(Box annotations for photos)
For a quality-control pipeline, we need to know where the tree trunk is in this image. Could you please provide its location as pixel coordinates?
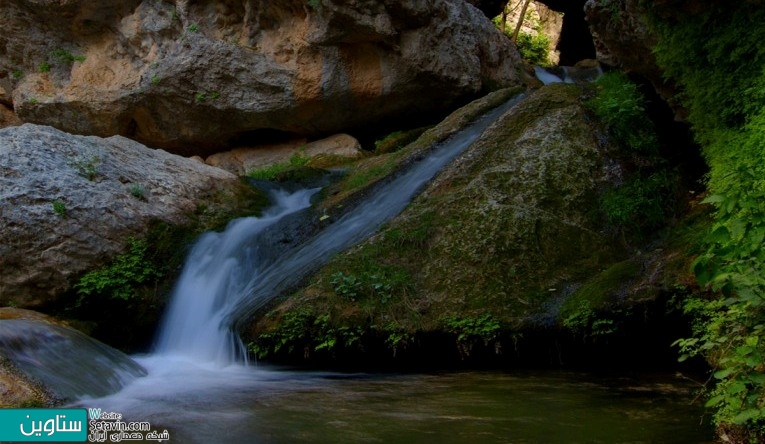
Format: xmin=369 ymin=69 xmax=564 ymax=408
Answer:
xmin=513 ymin=0 xmax=531 ymax=43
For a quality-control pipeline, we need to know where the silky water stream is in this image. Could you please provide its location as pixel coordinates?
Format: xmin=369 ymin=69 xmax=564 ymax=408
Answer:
xmin=56 ymin=98 xmax=711 ymax=443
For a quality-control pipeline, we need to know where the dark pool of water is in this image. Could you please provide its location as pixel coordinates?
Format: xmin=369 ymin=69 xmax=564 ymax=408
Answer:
xmin=86 ymin=362 xmax=712 ymax=444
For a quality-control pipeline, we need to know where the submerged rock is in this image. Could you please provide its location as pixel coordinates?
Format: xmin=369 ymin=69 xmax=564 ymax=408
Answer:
xmin=0 ymin=308 xmax=146 ymax=406
xmin=0 ymin=0 xmax=520 ymax=155
xmin=0 ymin=124 xmax=260 ymax=307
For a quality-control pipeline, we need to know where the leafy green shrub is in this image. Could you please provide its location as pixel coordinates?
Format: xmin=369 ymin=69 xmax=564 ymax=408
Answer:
xmin=68 ymin=151 xmax=101 ymax=181
xmin=586 ymin=71 xmax=658 ymax=154
xmin=50 ymin=48 xmax=85 ymax=64
xmin=247 ymin=310 xmax=366 ymax=359
xmin=652 ymin=2 xmax=765 ymax=434
xmin=515 ymin=32 xmax=550 ymax=66
xmin=443 ymin=314 xmax=501 ymax=357
xmin=600 ymin=172 xmax=671 ymax=232
xmin=330 ymin=266 xmax=411 ymax=304
xmin=247 ymin=152 xmax=311 ymax=180
xmin=130 ymin=183 xmax=146 ymax=200
xmin=51 ymin=200 xmax=66 ymax=218
xmin=75 ymin=238 xmax=162 ymax=300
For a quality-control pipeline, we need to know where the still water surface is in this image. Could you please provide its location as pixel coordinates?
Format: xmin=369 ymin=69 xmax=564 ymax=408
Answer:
xmin=86 ymin=358 xmax=712 ymax=444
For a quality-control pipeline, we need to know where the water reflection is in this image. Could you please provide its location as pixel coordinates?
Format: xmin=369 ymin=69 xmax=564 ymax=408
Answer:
xmin=80 ymin=359 xmax=712 ymax=444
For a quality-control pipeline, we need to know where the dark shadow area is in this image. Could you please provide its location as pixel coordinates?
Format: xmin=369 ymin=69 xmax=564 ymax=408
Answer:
xmin=539 ymin=0 xmax=595 ymax=66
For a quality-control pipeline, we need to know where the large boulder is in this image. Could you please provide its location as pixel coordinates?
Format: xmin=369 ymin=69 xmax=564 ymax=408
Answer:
xmin=0 ymin=124 xmax=258 ymax=307
xmin=0 ymin=0 xmax=520 ymax=155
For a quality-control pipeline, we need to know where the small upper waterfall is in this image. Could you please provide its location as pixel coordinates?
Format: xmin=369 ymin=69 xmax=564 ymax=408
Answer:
xmin=0 ymin=319 xmax=146 ymax=400
xmin=156 ymin=96 xmax=521 ymax=365
xmin=155 ymin=189 xmax=318 ymax=364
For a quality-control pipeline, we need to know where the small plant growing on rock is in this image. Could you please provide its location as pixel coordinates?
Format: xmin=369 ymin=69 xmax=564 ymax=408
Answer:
xmin=130 ymin=183 xmax=146 ymax=200
xmin=50 ymin=48 xmax=85 ymax=63
xmin=306 ymin=0 xmax=323 ymax=12
xmin=74 ymin=238 xmax=162 ymax=300
xmin=69 ymin=152 xmax=101 ymax=181
xmin=51 ymin=199 xmax=66 ymax=218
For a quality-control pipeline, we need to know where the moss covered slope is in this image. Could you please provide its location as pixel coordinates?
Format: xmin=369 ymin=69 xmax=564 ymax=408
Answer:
xmin=249 ymin=84 xmax=692 ymax=364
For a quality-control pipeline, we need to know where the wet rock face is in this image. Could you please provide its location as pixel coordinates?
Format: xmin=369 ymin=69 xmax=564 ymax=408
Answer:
xmin=0 ymin=0 xmax=519 ymax=155
xmin=0 ymin=124 xmax=238 ymax=307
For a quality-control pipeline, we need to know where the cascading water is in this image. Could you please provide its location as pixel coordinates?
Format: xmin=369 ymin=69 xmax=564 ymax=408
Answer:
xmin=156 ymin=96 xmax=521 ymax=365
xmin=35 ymin=91 xmax=712 ymax=443
xmin=155 ymin=188 xmax=318 ymax=365
xmin=59 ymin=96 xmax=521 ymax=442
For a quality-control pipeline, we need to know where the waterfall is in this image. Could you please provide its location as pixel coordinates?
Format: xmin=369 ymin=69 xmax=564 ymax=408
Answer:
xmin=155 ymin=188 xmax=318 ymax=365
xmin=0 ymin=319 xmax=146 ymax=400
xmin=155 ymin=96 xmax=521 ymax=365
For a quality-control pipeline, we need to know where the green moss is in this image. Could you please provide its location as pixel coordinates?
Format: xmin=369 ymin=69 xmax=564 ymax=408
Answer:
xmin=652 ymin=2 xmax=765 ymax=432
xmin=560 ymin=260 xmax=641 ymax=318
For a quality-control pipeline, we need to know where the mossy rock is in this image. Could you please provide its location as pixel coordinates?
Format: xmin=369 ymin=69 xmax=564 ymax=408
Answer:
xmin=248 ymin=84 xmax=692 ymax=364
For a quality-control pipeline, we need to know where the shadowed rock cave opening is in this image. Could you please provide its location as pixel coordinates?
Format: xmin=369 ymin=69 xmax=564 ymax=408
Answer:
xmin=538 ymin=0 xmax=595 ymax=66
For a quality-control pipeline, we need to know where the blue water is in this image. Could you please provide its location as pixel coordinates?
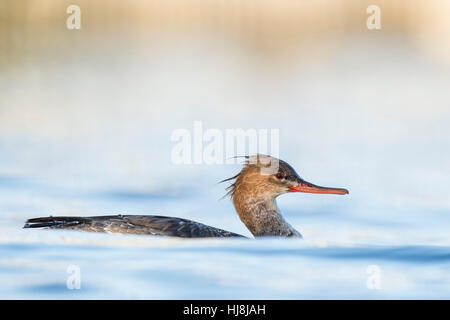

* _Task to carry out_:
Can you turn every line of the material above into a numbered list, skipping blank lines and leaving the pictures out?

* _Correct answer_:
1. For a quality-control pipeline, we need to know where the tree trunk is in this image. Could you please provide its location as pixel coordinates?
2. Format: xmin=369 ymin=69 xmax=564 ymax=408
3. Answer:
4. xmin=513 ymin=0 xmax=531 ymax=43
5. For a quality-control pipeline, we need to know where the silky water stream is in this image. Could you please provide its location as pixel coordinates?
6. Format: xmin=369 ymin=69 xmax=564 ymax=408
7. Answer:
8. xmin=56 ymin=98 xmax=711 ymax=443
9. For a quality-control pipeline, we need to know where the dark pool of water is in this image. Could you please provide its location as pixel coordinates?
10. Format: xmin=369 ymin=69 xmax=564 ymax=408
11. Answer:
12. xmin=86 ymin=362 xmax=712 ymax=444
13. For a quality-control pipeline, we need to know where the submerged rock is in this image. Could you please provide its location as pixel coordinates?
14. Format: xmin=369 ymin=69 xmax=564 ymax=408
15. Answer:
16. xmin=0 ymin=308 xmax=146 ymax=406
17. xmin=0 ymin=0 xmax=520 ymax=155
18. xmin=0 ymin=124 xmax=260 ymax=307
19. For a quality-control pipeline, we need to know where the leafy green shrub is in this image. Could you please provide its location as pixel coordinates?
20. Format: xmin=369 ymin=69 xmax=564 ymax=408
21. Answer:
22. xmin=68 ymin=151 xmax=101 ymax=181
23. xmin=586 ymin=71 xmax=658 ymax=154
24. xmin=50 ymin=48 xmax=85 ymax=64
25. xmin=247 ymin=310 xmax=366 ymax=359
26. xmin=652 ymin=2 xmax=765 ymax=434
27. xmin=515 ymin=32 xmax=550 ymax=66
28. xmin=443 ymin=314 xmax=501 ymax=357
29. xmin=600 ymin=172 xmax=671 ymax=232
30. xmin=330 ymin=266 xmax=411 ymax=304
31. xmin=247 ymin=152 xmax=311 ymax=180
32. xmin=130 ymin=183 xmax=146 ymax=200
33. xmin=51 ymin=200 xmax=66 ymax=218
34. xmin=75 ymin=238 xmax=162 ymax=300
35. For a quality-control pipeline, we need to know where the still water surface is in this image. Could you please provide its location as pixel coordinates?
36. Format: xmin=369 ymin=69 xmax=564 ymax=408
37. Answer:
38. xmin=86 ymin=358 xmax=712 ymax=444
39. For a quality-control pipeline, we need to know where the water reflection is in this image. Could you please provide its location as pixel coordinates?
40. Format: xmin=369 ymin=69 xmax=564 ymax=408
41. Answer:
42. xmin=80 ymin=359 xmax=712 ymax=444
43. For a quality-control pipeline, we need to know where the dark shadow area is in this image. Could you please provide its location as pixel coordinates?
44. Format: xmin=369 ymin=69 xmax=564 ymax=408
45. Answer:
46. xmin=539 ymin=0 xmax=595 ymax=66
47. For a quality-control pipeline, we need to know where the large boulder is in this image. Could you please provide its location as pixel coordinates?
48. Format: xmin=369 ymin=69 xmax=564 ymax=408
49. Answer:
50. xmin=0 ymin=124 xmax=258 ymax=307
51. xmin=0 ymin=0 xmax=520 ymax=155
52. For a quality-control pipeline, we need to know where the small upper waterfall is in this image. Could you please provide its location as pixel coordinates?
53. Format: xmin=369 ymin=69 xmax=564 ymax=408
54. Answer:
55. xmin=0 ymin=319 xmax=146 ymax=400
56. xmin=156 ymin=96 xmax=521 ymax=365
57. xmin=155 ymin=189 xmax=318 ymax=364
58. For a quality-control pipeline, we need to know where the small plant growing on rock is in this image. Could you please provide its location as pixel coordinates?
59. Format: xmin=369 ymin=69 xmax=564 ymax=408
60. Answer:
61. xmin=130 ymin=183 xmax=146 ymax=200
62. xmin=50 ymin=48 xmax=85 ymax=63
63. xmin=306 ymin=0 xmax=323 ymax=12
64. xmin=74 ymin=238 xmax=162 ymax=300
65. xmin=69 ymin=152 xmax=101 ymax=181
66. xmin=51 ymin=199 xmax=66 ymax=218
67. For a quality-control pipeline, we need to know where the moss covered slope is in this image. Could you please provide its location as pixel coordinates?
68. Format: xmin=369 ymin=69 xmax=564 ymax=408
69. Answer:
70. xmin=249 ymin=84 xmax=692 ymax=364
71. For a quality-control pipeline, we need to know where the wet rock face is in this image. Could you please provide its location as pixel coordinates?
72. Format: xmin=369 ymin=69 xmax=564 ymax=408
73. Answer:
74. xmin=0 ymin=0 xmax=519 ymax=155
75. xmin=0 ymin=124 xmax=238 ymax=307
76. For a quality-control pipeline, we need to know where the cascading water is in this image. Could you please provide its location as pixel coordinates?
77. Format: xmin=369 ymin=69 xmax=564 ymax=408
78. Answer:
79. xmin=156 ymin=96 xmax=521 ymax=365
80. xmin=35 ymin=91 xmax=712 ymax=443
81. xmin=155 ymin=188 xmax=318 ymax=365
82. xmin=59 ymin=96 xmax=521 ymax=442
83. For a quality-control pipeline, we need to know where the waterfall is in this image. Could you please provide its location as pixel coordinates?
84. Format: xmin=369 ymin=69 xmax=564 ymax=408
85. Answer:
86. xmin=155 ymin=188 xmax=318 ymax=365
87. xmin=0 ymin=319 xmax=146 ymax=400
88. xmin=155 ymin=96 xmax=521 ymax=365
89. For a quality-control pipeline, we need to know where the green moss is in this image. Could you please provide its location as pixel coordinates?
90. Format: xmin=369 ymin=69 xmax=564 ymax=408
91. Answer:
92. xmin=652 ymin=2 xmax=765 ymax=432
93. xmin=560 ymin=260 xmax=641 ymax=318
94. For a quality-control pipeline, we need to know where the mossy rock is in this image. Could you please provide its location as pixel coordinates?
95. Format: xmin=369 ymin=69 xmax=564 ymax=408
96. Answer:
97. xmin=248 ymin=84 xmax=692 ymax=364
98. For a quality-control pipeline, we need to know where the shadowed rock cave opening is in this image. Could you please provide its location as pixel coordinates?
99. Format: xmin=369 ymin=69 xmax=564 ymax=408
100. Answer:
101. xmin=538 ymin=0 xmax=595 ymax=66
102. For a quality-control pipeline, we need to know where the blue water is in this image. Could you please provide its location as pixel coordinates?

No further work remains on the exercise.